◆ **Dostarczony fragment**
● ● ● ●
Wszyscy wiemy co to są "alimenty", chociaż nie jest to słowo występujące w oficjalnym języku prawniczym, ani w systemie prawa polskiego, ani w prawie stanu Illinois. Pojęcie prawa oznacza z jednej strony zaspakajanie określonych potrzeb, z drugiej zaś obowiązek ich zaspakajania. Mówimy tu o potrzebach z zakresu wyżywienia, odzieży, mieszkania, leczenia, wykształcenia, a także bezpośredniej opieki i wychowania.
Do tego ogranicza się z reguły wiedza powszechna na temat alimentów. Ponadto wiemy również, że z roszczeniem alimentacyjnym występujemy do sądu, który w swoim wyroku podejmuje decyzję dotyczącą obowiązków osoby zobowiązanej.
Co powinniśmy wiedzieć o obowiązku alimentacyjnym,
o jego podstawach,
o sposobach, łagodzenia konfliktu
i jego rozwiązaniu w sytuacji,
kiedy to sami znajdujemy się
po jednej lub drugiej
stronie konfliktu?
Alimentów (w systemie prawa polskiego) może domagać się osoba znajdująca się w niedostatku. Obowiązek alimentacyjny nie ogranicza się do zobowiązań rodziców wobec dzieci, ale dzisiaj ograniczymy się wyłącznie do tego aspektu. W stosunku do dzieci obowiązuje inna reguła. Rodzice są zobowiązani do świadczeń alimentacyjnych względem dziecka, które nie jest w stanie samodzielnie się utrzymać, chyba, że dochody z majątku dziecka są wystarczające na pokrycie kosztów jego utrzymania i wychowania. Najpierw krótko na temat tego co wchodzi w zakres obowiązku alimentacyjnego na rzecz dzieci (w języku ustawowym stanu Illinois nazywanego "child support"). Otóż alimenty albo "child support" to nie tylko dostarczanie środków utrzymania, ale także w miarę potrzeby - zapewnienie środków wychowania.
Obowiązek dostarczania środków utrzymania realizowany jest najczęściej przez płacenie określonych kwot pieniężnych w ratach, w systemie polskim najczęściej miesięcznych, w systemie stanu Illinois określonych w procentach od wynagrodzenia osoby zobowiązanej, płatnych w różnych odstępach czasu uzgodnionych przez strony bądź określonych wyrokiem sądu w zależności od okoliczności sprawy. Obowiązek alimentacyjny może jednak, zależnie od okoliczności, a zwłaszcza konkretnych potrzeb uprawnionego, polegać na dostarczaniu osobie uprawnionej określonych środków w naturze, np. Wyżywienia, zapewnieniu mieszkania, czy też osobistym trudzie polegającym na codziennej opiece nad dzieckiem, jego pielęgnacji podczas choroby itp.
● ● ● ●
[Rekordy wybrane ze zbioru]

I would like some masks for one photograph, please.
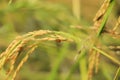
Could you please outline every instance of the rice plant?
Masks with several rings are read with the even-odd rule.
[[[12,0],[9,1],[8,5],[11,4]],[[92,27],[72,26],[67,27],[69,31],[66,32],[62,30],[37,30],[16,37],[7,49],[0,54],[0,76],[3,76],[1,79],[15,80],[21,67],[29,60],[28,58],[39,45],[46,42],[55,42],[60,44],[74,43],[77,46],[72,66],[66,76],[60,79],[74,80],[72,75],[79,67],[80,80],[99,80],[99,76],[96,77],[97,74],[103,74],[107,80],[119,80],[120,54],[116,50],[120,49],[120,33],[117,31],[120,26],[120,17],[118,17],[113,29],[106,28],[106,22],[114,5],[115,0],[105,0],[93,19]],[[66,46],[68,47],[68,44]],[[57,52],[60,55],[56,59],[56,64],[51,69],[47,80],[59,79],[60,64],[66,56],[69,56],[65,52],[66,48],[62,49]],[[111,73],[105,72],[107,63],[117,67],[112,76],[110,76]]]

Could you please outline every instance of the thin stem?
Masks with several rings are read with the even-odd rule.
[[[104,55],[105,57],[107,57],[108,59],[112,60],[114,63],[118,64],[120,66],[120,62],[118,60],[116,60],[115,58],[111,57],[110,55],[108,55],[106,52],[93,47],[94,50],[98,51],[99,53],[101,53],[102,55]]]
[[[10,5],[11,3],[12,3],[12,0],[9,0],[8,5]]]
[[[120,71],[120,66],[118,67],[118,69],[117,69],[117,71],[116,71],[116,73],[115,73],[115,77],[114,77],[113,80],[117,80],[117,75],[118,75],[119,71]]]
[[[112,11],[112,8],[113,8],[113,6],[114,6],[114,3],[115,3],[115,1],[112,0],[111,3],[110,3],[109,8],[108,8],[108,10],[107,10],[107,12],[105,13],[105,15],[104,15],[104,17],[103,17],[103,21],[102,21],[102,23],[101,23],[101,25],[100,25],[100,28],[99,28],[98,33],[97,33],[97,36],[100,36],[100,35],[101,35],[101,32],[103,31],[103,28],[105,27],[106,21],[107,21],[110,13],[111,13],[111,11]]]

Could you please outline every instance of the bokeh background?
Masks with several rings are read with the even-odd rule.
[[[49,29],[71,32],[71,26],[92,26],[93,18],[104,0],[80,0],[78,9],[74,9],[74,6],[78,5],[74,1],[12,0],[8,4],[9,0],[0,0],[0,53],[16,36],[30,31]],[[74,10],[78,10],[79,18],[74,14]],[[113,27],[119,15],[120,0],[116,0],[107,27]],[[47,80],[63,55],[55,80],[64,80],[78,51],[75,43],[42,43],[24,64],[16,80]],[[102,64],[105,62],[101,62],[101,66],[104,66]],[[94,80],[112,80],[115,70],[114,64],[106,64]],[[80,80],[79,68],[76,68],[71,80]]]

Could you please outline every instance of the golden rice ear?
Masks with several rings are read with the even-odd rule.
[[[105,0],[102,4],[102,6],[100,7],[99,11],[97,12],[97,14],[95,15],[93,21],[99,21],[105,14],[109,4],[110,4],[111,0]]]
[[[119,26],[120,26],[120,16],[118,17],[118,20],[117,20],[117,22],[116,22],[116,25],[115,25],[115,27],[113,28],[112,31],[115,32]]]
[[[67,39],[60,35],[60,32],[49,31],[49,30],[38,30],[29,32],[23,36],[17,37],[6,49],[5,52],[0,54],[0,71],[6,65],[6,62],[10,64],[9,68],[6,70],[7,77],[6,80],[12,78],[11,80],[15,80],[16,74],[23,66],[23,64],[29,58],[29,55],[35,50],[35,48],[40,44],[40,42],[45,41],[71,41],[72,39]],[[32,43],[31,43],[32,42]],[[25,49],[24,49],[25,48]],[[17,62],[17,58],[21,52],[24,52],[25,56],[22,57],[18,65],[15,64]]]
[[[103,16],[109,7],[110,2],[111,2],[111,0],[105,0],[95,15],[93,21],[94,21],[94,28],[96,30],[99,28],[99,26],[103,20]]]

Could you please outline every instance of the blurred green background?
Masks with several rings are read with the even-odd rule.
[[[80,34],[72,26],[89,27],[93,25],[92,19],[104,0],[80,0],[80,8],[74,9],[75,0],[0,0],[0,52],[18,35],[34,30],[55,30]],[[74,10],[78,11],[76,17]],[[113,27],[120,15],[120,1],[112,11],[107,27]],[[75,43],[41,43],[29,60],[24,64],[16,80],[48,80],[51,71],[59,65],[55,80],[64,80],[74,63],[79,51]],[[94,80],[112,80],[116,65],[106,64],[104,57],[100,62],[100,71]],[[105,64],[105,66],[104,66]],[[109,74],[108,74],[109,73]],[[100,77],[100,78],[99,78]],[[79,66],[70,80],[80,80]]]

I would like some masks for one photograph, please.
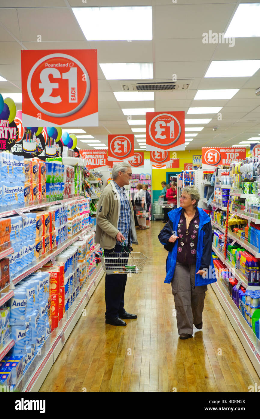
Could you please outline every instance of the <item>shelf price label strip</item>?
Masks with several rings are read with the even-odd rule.
[[[0,294],[0,306],[3,305],[5,303],[11,298],[12,297],[13,297],[15,293],[13,290],[11,290],[9,292],[7,293],[6,295],[5,295],[4,297],[1,298],[1,295]]]

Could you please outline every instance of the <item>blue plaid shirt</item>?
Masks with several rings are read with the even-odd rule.
[[[114,181],[113,181],[115,184],[117,191],[119,194],[121,204],[121,209],[117,228],[124,237],[125,237],[125,244],[127,246],[129,242],[129,235],[130,235],[131,244],[133,243],[133,239],[131,237],[131,221],[130,220],[131,208],[130,207],[130,201],[127,199],[126,194],[127,191],[125,188],[124,188],[123,186],[120,188],[116,182],[115,182]],[[122,245],[122,243],[120,241],[117,241],[117,244],[120,244]]]

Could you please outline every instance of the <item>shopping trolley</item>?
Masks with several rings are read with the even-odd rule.
[[[115,249],[115,248],[114,248]],[[104,252],[100,257],[102,267],[108,275],[140,274],[148,258],[140,252],[129,252],[123,242],[121,252]]]
[[[163,210],[162,208],[163,202],[162,199],[154,201],[153,204],[153,215],[154,220],[162,220],[163,218]]]

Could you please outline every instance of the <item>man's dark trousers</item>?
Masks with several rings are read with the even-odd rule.
[[[129,247],[129,246],[127,246],[127,246],[125,246],[124,249],[126,251],[127,248],[128,250]],[[110,255],[110,257],[113,258],[114,256],[112,252],[114,252],[117,253],[116,256],[118,256],[118,253],[121,253],[122,250],[122,246],[120,244],[116,244],[115,249],[104,249],[105,256],[106,253],[111,253],[111,255]],[[121,268],[123,266],[125,266],[125,264],[127,263],[128,256],[127,256],[127,253],[123,253],[123,252],[124,250],[123,250],[122,258],[120,258],[119,260],[116,259],[116,261],[115,255],[115,264],[114,266],[115,267],[117,266],[117,269],[115,268],[115,270],[118,270],[119,260]],[[125,257],[122,256],[124,254],[125,255]],[[107,311],[105,313],[106,318],[119,317],[125,313],[125,310],[124,308],[125,305],[124,296],[127,279],[127,274],[115,275],[108,275],[106,274],[105,284],[105,300],[107,308]]]

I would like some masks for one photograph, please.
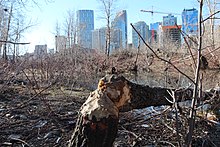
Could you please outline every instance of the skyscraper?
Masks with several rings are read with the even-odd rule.
[[[162,22],[155,22],[150,24],[150,31],[149,31],[149,41],[150,43],[158,42],[158,33],[159,33],[159,26]]]
[[[92,31],[92,48],[105,53],[106,27]]]
[[[93,10],[77,11],[77,44],[84,48],[92,48],[92,30],[94,30]]]
[[[140,33],[140,35],[144,38],[144,40],[146,42],[148,42],[149,26],[144,21],[139,21],[134,24],[134,27],[137,29],[137,31]],[[132,30],[132,44],[135,48],[138,48],[139,36],[134,30]],[[142,45],[144,45],[144,43],[142,40],[140,40],[140,46],[142,46]]]
[[[177,24],[177,17],[169,14],[168,16],[163,16],[163,26],[175,26]]]
[[[122,35],[122,47],[127,47],[128,36],[127,36],[127,12],[122,10],[116,14],[114,21],[112,22],[113,29],[121,30]]]
[[[184,9],[182,12],[182,31],[189,36],[198,34],[198,10]]]

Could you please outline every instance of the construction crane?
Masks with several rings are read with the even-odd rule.
[[[151,13],[152,15],[153,15],[154,13],[158,13],[158,14],[173,14],[173,15],[181,15],[181,14],[179,14],[179,13],[159,12],[159,11],[153,11],[153,10],[141,10],[141,12]]]

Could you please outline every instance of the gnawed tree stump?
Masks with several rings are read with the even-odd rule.
[[[174,97],[169,94],[173,91]],[[132,83],[123,76],[107,75],[81,106],[69,147],[112,147],[117,135],[119,111],[172,105],[192,99],[192,89],[167,89]],[[204,92],[202,99],[211,97]],[[175,100],[174,100],[175,98]]]

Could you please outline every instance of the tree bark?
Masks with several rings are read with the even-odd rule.
[[[169,91],[173,91],[174,97]],[[68,147],[112,147],[119,111],[172,105],[192,96],[193,89],[149,87],[132,83],[123,76],[107,75],[81,106]],[[211,92],[203,92],[202,100],[211,96]]]

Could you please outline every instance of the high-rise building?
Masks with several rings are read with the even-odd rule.
[[[47,54],[47,45],[35,45],[34,55],[38,58],[44,57]]]
[[[163,16],[163,26],[175,26],[177,24],[177,17],[174,17],[172,14],[168,16]]]
[[[146,42],[149,40],[149,26],[144,21],[139,21],[134,24],[134,27],[136,30],[140,33],[140,35],[144,38]],[[139,43],[140,41],[140,43]],[[132,44],[134,48],[138,48],[139,44],[140,46],[144,45],[143,41],[140,40],[138,34],[132,30]]]
[[[122,35],[122,48],[127,47],[128,36],[127,36],[127,12],[122,10],[116,14],[114,21],[112,22],[113,29],[121,30]]]
[[[159,42],[160,45],[167,43],[175,43],[176,45],[181,44],[181,25],[174,26],[160,26],[159,30]]]
[[[182,31],[189,36],[198,34],[198,10],[184,9],[182,12]]]
[[[95,29],[92,31],[92,49],[96,49],[102,53],[106,47],[106,27]]]
[[[122,49],[122,31],[121,29],[112,29],[111,30],[111,43],[110,43],[110,53],[114,51],[118,51],[119,49]]]
[[[150,43],[158,42],[158,32],[159,26],[162,22],[155,22],[150,24],[150,31],[149,31],[149,41]]]
[[[65,36],[55,36],[56,52],[62,52],[67,48],[67,38]]]
[[[77,11],[77,44],[84,48],[92,48],[92,30],[94,30],[93,10]]]

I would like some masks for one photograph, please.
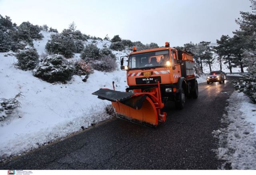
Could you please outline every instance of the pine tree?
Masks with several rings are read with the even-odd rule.
[[[222,35],[219,40],[216,39],[216,41],[218,46],[214,47],[214,51],[220,59],[222,58],[225,61],[224,63],[228,63],[228,67],[231,73],[233,65],[231,57],[232,47],[230,37],[228,35]]]
[[[76,24],[74,21],[69,25],[68,28],[71,30],[73,32],[75,31],[75,30],[76,30]]]

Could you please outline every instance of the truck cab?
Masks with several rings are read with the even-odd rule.
[[[124,57],[121,57],[121,68],[126,71],[129,86],[126,92],[146,92],[158,81],[162,98],[178,102],[181,100],[180,94],[188,96],[194,91],[197,82],[193,71],[193,55],[170,47],[168,42],[165,44],[164,47],[140,51],[134,47],[126,56],[126,65]]]

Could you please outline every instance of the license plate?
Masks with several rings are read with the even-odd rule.
[[[150,77],[151,76],[151,72],[146,72],[143,73],[143,75],[144,77]]]

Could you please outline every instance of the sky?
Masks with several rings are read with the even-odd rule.
[[[216,43],[239,29],[240,11],[251,12],[249,0],[0,0],[0,14],[18,25],[46,24],[61,32],[74,21],[82,33],[102,38],[166,41],[171,46],[190,41]]]

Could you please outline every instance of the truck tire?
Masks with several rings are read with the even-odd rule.
[[[175,101],[175,107],[178,109],[182,109],[184,108],[186,96],[183,88],[181,89],[181,92],[179,93],[177,100]]]
[[[196,86],[195,90],[191,92],[191,96],[193,98],[196,99],[198,96],[198,84],[196,81],[195,86]]]

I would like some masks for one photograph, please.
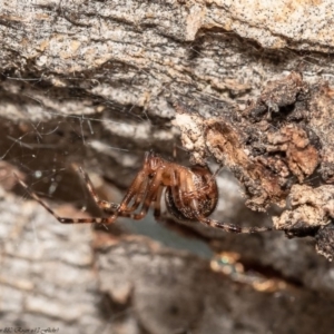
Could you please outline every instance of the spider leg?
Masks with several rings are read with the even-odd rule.
[[[141,187],[141,184],[145,183],[147,178],[147,174],[145,170],[138,173],[137,177],[132,181],[128,193],[126,194],[125,198],[122,199],[121,204],[116,208],[116,212],[110,217],[91,217],[91,218],[70,218],[70,217],[60,217],[57,213],[55,213],[51,207],[45,203],[35,191],[32,191],[28,185],[22,181],[17,175],[14,175],[20,185],[27,190],[27,193],[37,200],[41,206],[43,206],[61,224],[112,224],[118,216],[131,216],[127,213],[127,205],[136,196],[136,190]],[[136,199],[135,199],[136,202]]]
[[[161,196],[164,191],[164,186],[160,186],[159,189],[157,190],[157,198],[155,200],[155,210],[154,210],[154,216],[155,218],[159,218],[161,214]]]
[[[88,174],[81,167],[79,167],[78,169],[79,169],[81,178],[85,180],[85,184],[88,188],[89,194],[91,195],[91,197],[92,197],[94,202],[97,204],[97,206],[101,210],[104,210],[106,214],[114,215],[115,212],[119,208],[119,204],[100,199],[96,193],[96,189],[95,189]],[[134,210],[136,210],[138,208],[139,204],[143,200],[145,189],[146,189],[146,183],[144,181],[140,185],[140,189],[137,193],[138,195],[137,195],[136,199],[134,200],[132,206],[128,207],[127,209],[124,209],[121,216],[127,216],[126,213],[132,213]]]
[[[145,197],[144,203],[141,205],[140,212],[138,214],[129,215],[130,218],[132,218],[135,220],[143,219],[147,215],[147,212],[148,212],[148,209],[150,207],[150,204],[153,202],[155,202],[155,208],[157,207],[156,203],[157,203],[157,200],[159,200],[158,195],[159,195],[159,191],[160,191],[160,188],[161,188],[160,178],[161,178],[161,170],[158,169],[156,175],[154,176],[154,178],[147,185],[146,197]]]

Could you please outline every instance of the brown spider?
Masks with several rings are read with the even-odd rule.
[[[62,224],[97,223],[108,225],[115,223],[118,217],[130,217],[139,220],[146,216],[151,205],[154,206],[154,215],[158,218],[160,216],[161,196],[164,189],[166,189],[167,209],[177,219],[197,220],[232,233],[257,233],[272,229],[271,227],[240,227],[208,218],[216,208],[218,188],[215,176],[206,166],[187,168],[167,161],[154,151],[146,153],[141,170],[137,174],[119,205],[99,199],[88,175],[81,168],[79,168],[79,171],[95,203],[109,215],[108,217],[78,219],[59,217],[21,179],[18,180],[31,197]]]

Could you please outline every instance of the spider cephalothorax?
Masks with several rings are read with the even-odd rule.
[[[166,207],[181,220],[200,222],[205,225],[234,233],[271,230],[269,227],[240,227],[208,218],[218,202],[215,176],[207,166],[185,167],[168,161],[154,151],[146,153],[143,168],[138,171],[122,202],[117,205],[99,199],[87,174],[79,168],[89,193],[108,217],[67,218],[59,217],[43,200],[19,179],[28,193],[62,224],[112,224],[118,217],[139,220],[154,208],[155,217],[160,216],[160,204],[165,190]]]

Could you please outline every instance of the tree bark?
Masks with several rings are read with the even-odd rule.
[[[333,13],[311,0],[0,4],[0,171],[16,194],[1,202],[1,324],[331,332]],[[12,178],[96,215],[72,163],[119,202],[105,181],[124,193],[145,150],[170,157],[175,144],[180,164],[215,158],[232,171],[217,177],[215,218],[275,230],[227,235],[165,215],[216,254],[203,258],[122,223],[114,234],[57,224]]]

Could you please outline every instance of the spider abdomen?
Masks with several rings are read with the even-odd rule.
[[[208,217],[216,208],[217,184],[207,167],[194,166],[178,191],[166,188],[165,199],[168,212],[177,219],[197,220],[198,215]]]

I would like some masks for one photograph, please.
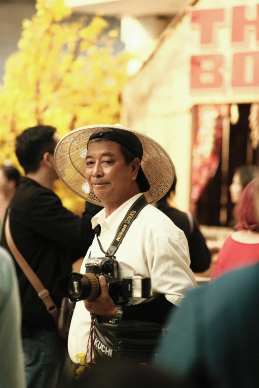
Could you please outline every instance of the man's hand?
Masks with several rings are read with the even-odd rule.
[[[104,276],[100,277],[99,282],[101,288],[100,296],[93,302],[88,302],[85,299],[84,300],[84,305],[92,314],[105,317],[111,321],[116,317],[118,308],[109,294]]]

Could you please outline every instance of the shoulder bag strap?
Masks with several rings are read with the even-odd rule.
[[[49,291],[45,288],[34,271],[17,249],[12,239],[10,230],[9,213],[10,210],[9,209],[4,228],[5,239],[7,245],[16,262],[38,294],[38,296],[42,300],[46,306],[47,310],[52,315],[54,321],[56,322],[57,319],[57,306],[50,296]]]
[[[191,235],[192,235],[192,234],[194,232],[194,217],[193,216],[193,215],[191,213],[191,212],[187,212],[186,215],[187,216],[187,218],[188,219],[188,221],[189,222],[190,232],[191,233]]]

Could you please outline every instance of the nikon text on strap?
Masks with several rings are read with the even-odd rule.
[[[121,224],[119,227],[118,231],[116,233],[116,235],[111,245],[108,248],[107,252],[104,251],[99,240],[98,236],[98,235],[97,236],[97,241],[100,248],[101,250],[105,254],[106,257],[111,258],[115,257],[115,252],[121,245],[130,226],[135,220],[139,212],[147,204],[147,201],[144,194],[142,194],[141,197],[139,197],[135,201],[125,216],[123,221],[121,223]]]
[[[51,314],[55,322],[57,322],[58,319],[57,306],[51,297],[48,290],[45,288],[40,279],[18,250],[14,243],[10,230],[9,213],[10,210],[9,209],[5,221],[4,229],[5,239],[9,249],[17,263],[19,265],[26,277],[37,293],[38,296],[45,305],[47,310]]]

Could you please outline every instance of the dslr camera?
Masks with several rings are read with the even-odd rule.
[[[150,297],[149,277],[133,276],[118,277],[118,262],[115,258],[90,258],[85,263],[86,273],[72,273],[59,281],[59,290],[64,297],[71,302],[87,299],[92,301],[101,293],[99,277],[106,279],[109,293],[115,303],[122,300],[126,303],[129,298],[134,300]]]

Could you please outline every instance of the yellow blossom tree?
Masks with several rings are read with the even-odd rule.
[[[69,21],[64,0],[37,0],[23,21],[18,50],[7,60],[0,85],[0,164],[17,165],[15,137],[25,128],[51,125],[63,136],[83,125],[119,120],[126,54],[114,55],[118,31],[100,16]],[[80,200],[58,184],[64,205]]]

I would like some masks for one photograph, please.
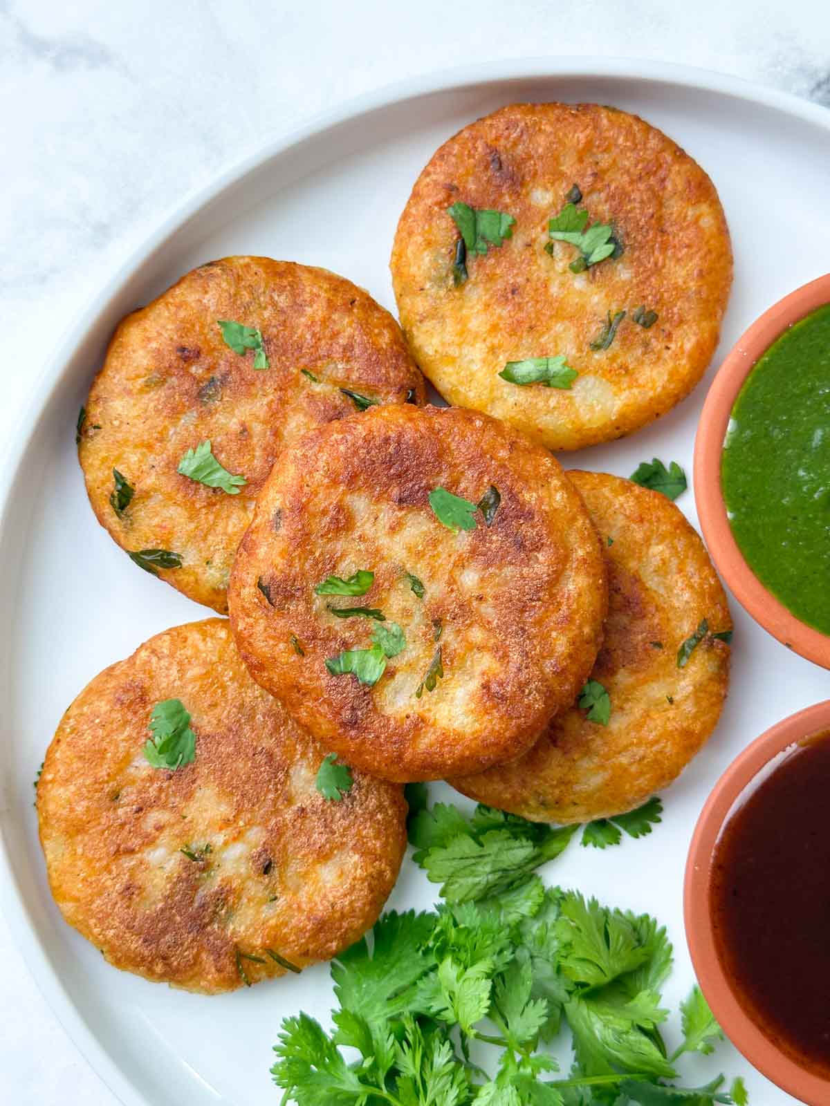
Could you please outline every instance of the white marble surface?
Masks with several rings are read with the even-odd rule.
[[[401,77],[546,54],[682,62],[830,107],[827,0],[0,2],[0,448],[96,289],[224,164]],[[0,1102],[113,1106],[1,917],[0,963]]]

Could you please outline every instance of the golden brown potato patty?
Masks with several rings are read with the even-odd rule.
[[[577,198],[622,252],[573,273],[580,249],[551,240],[548,223]],[[516,222],[501,246],[467,251],[456,286],[448,208],[459,201]],[[415,359],[449,403],[579,449],[631,434],[697,384],[717,345],[732,249],[712,181],[655,127],[598,104],[513,104],[429,160],[401,216],[392,276]],[[649,326],[634,319],[649,322],[646,312]],[[579,374],[570,389],[499,377],[508,362],[560,355]]]
[[[470,507],[497,495],[489,524],[479,508],[474,529],[444,525],[430,505],[439,488]],[[360,595],[315,592],[360,571],[374,574]],[[253,678],[326,748],[421,780],[518,755],[573,701],[605,587],[596,532],[550,453],[474,411],[388,406],[283,452],[229,603]],[[366,613],[336,614],[354,607]],[[326,668],[395,625],[403,647],[373,685]]]
[[[196,755],[144,755],[154,706],[179,699]],[[347,948],[380,914],[406,845],[400,787],[354,772],[315,789],[317,742],[248,676],[225,619],[165,630],[81,692],[38,784],[49,881],[110,963],[230,991]]]
[[[667,786],[714,730],[729,678],[729,646],[713,636],[732,629],[726,596],[681,510],[620,477],[568,476],[605,543],[609,614],[591,679],[611,718],[602,726],[574,706],[519,760],[450,781],[535,822],[622,814]],[[708,633],[679,668],[677,650],[703,619]]]
[[[256,348],[226,344],[220,320],[260,331],[267,368],[255,367]],[[92,385],[80,459],[98,522],[124,550],[175,554],[180,566],[151,566],[225,614],[230,565],[264,478],[286,445],[354,413],[360,400],[342,388],[382,404],[424,399],[397,323],[367,292],[270,258],[194,269],[122,321]],[[238,493],[177,471],[205,441],[245,478]],[[111,499],[113,470],[134,491],[123,511]]]

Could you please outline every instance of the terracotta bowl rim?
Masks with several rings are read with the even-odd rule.
[[[715,844],[736,801],[778,753],[827,729],[830,729],[830,699],[777,722],[736,757],[715,784],[697,820],[683,883],[686,943],[701,990],[715,1018],[753,1067],[809,1106],[827,1106],[830,1102],[830,1077],[799,1066],[775,1041],[765,1036],[739,1004],[717,954],[709,889]]]
[[[758,358],[793,323],[827,304],[830,304],[830,273],[784,296],[738,338],[706,396],[695,437],[694,458],[697,514],[720,575],[740,605],[764,629],[823,668],[830,668],[830,635],[813,629],[789,612],[761,584],[738,549],[720,489],[720,457],[733,406]]]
● ● ● ●
◆ **Zadania pisemne**
1 > Przepisz wiernie fragment tekstu o alimentach od „Wszyscy wiemy co” do „opieki i wychowania.”.
2 > Podejmij tekst o alimentach tam, gdzie się kończy, i napisz jego dalszy ciąg.

◆ **Odpowiedzi do ćwiczeń**
1 >
Wszyscy wiemy co to są "alimenty", chociaż nie jest to słowo występujące w oficjalnym języku prawniczym, ani w systemie prawa polskiego, ani w prawie stanu Illinois. Pojęcie prawa oznacza z jednej strony zaspakajanie określonych potrzeb, z drugiej zaś obowiązek ich zaspakajania. Mówimy tu o potrzebach z zakresu wyżywienia, odzieży, mieszkania, leczenia, wykształcenia, a także bezpośredniej opieki i wychowania.

2 >
Dobrze się dzieje, gdy osoby zobowiązane według prawa, mając na względzie więzi rodzinne, uczuciowe i ogólne zasady etyczno-moralne wypełniają dobrowolnie swoje obowiązki alimentacyjne. Jednakże w wypadkach, gdy zawodzi poczucie własnej odpowiedzialności wobec własnych dzieci, zachodzi konieczność dochodzenia tych świadczeń na drodze sądowej oraz przymusowego ich egzekwowania, żeby uprawnieni nie pozostali bez pomocy. To oczywiste stwierdzenie nie wymaga komentarza. Chciałabym jednak podkreślić, że dochodzenie na drodze sądowej odbywa się często również z innych powodów, nie zawsze zawinionych przez osobę zobowiązaną, wśród których chyba najczęściej spotykaną przyczyną jest nieumiejętność porozumienia się pomiędzy zobowiązanym a osobą reprezentującą uprawnionego.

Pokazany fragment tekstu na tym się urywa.